Supplied entries:
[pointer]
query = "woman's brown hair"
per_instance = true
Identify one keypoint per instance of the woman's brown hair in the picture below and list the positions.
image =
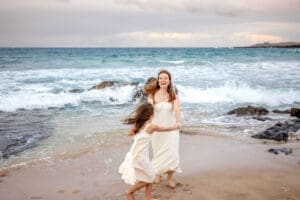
(170, 89)
(142, 114)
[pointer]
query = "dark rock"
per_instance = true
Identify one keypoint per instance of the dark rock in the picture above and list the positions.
(259, 118)
(250, 110)
(76, 90)
(280, 131)
(287, 111)
(295, 112)
(284, 150)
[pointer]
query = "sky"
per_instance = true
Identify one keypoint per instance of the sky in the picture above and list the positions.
(147, 23)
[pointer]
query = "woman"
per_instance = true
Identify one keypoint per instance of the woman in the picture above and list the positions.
(167, 112)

Exercise requirements: Set every line down exactly as written, leaving each picture out.

Written answer:
[pointer]
query = "woman's brown hair"
per_instance = true
Identify one keypoint per instance of the woman's brown hair in the picture below and list the positions.
image =
(170, 89)
(142, 114)
[pointer]
query = "dark rock"
per_instance = true
Identify one keypoint per instance of the dark rock in the picture above and list the positions.
(259, 118)
(250, 110)
(76, 90)
(280, 131)
(287, 111)
(295, 112)
(284, 150)
[pointer]
query = "sky"
per_instance = true
Identify one keypoint per instance of the sky in the picture above and list the positions.
(147, 23)
[pointer]
query = "woman"
per_instance = true
Identify one keypoint per instance of the woman in the picture above and list the positions.
(167, 112)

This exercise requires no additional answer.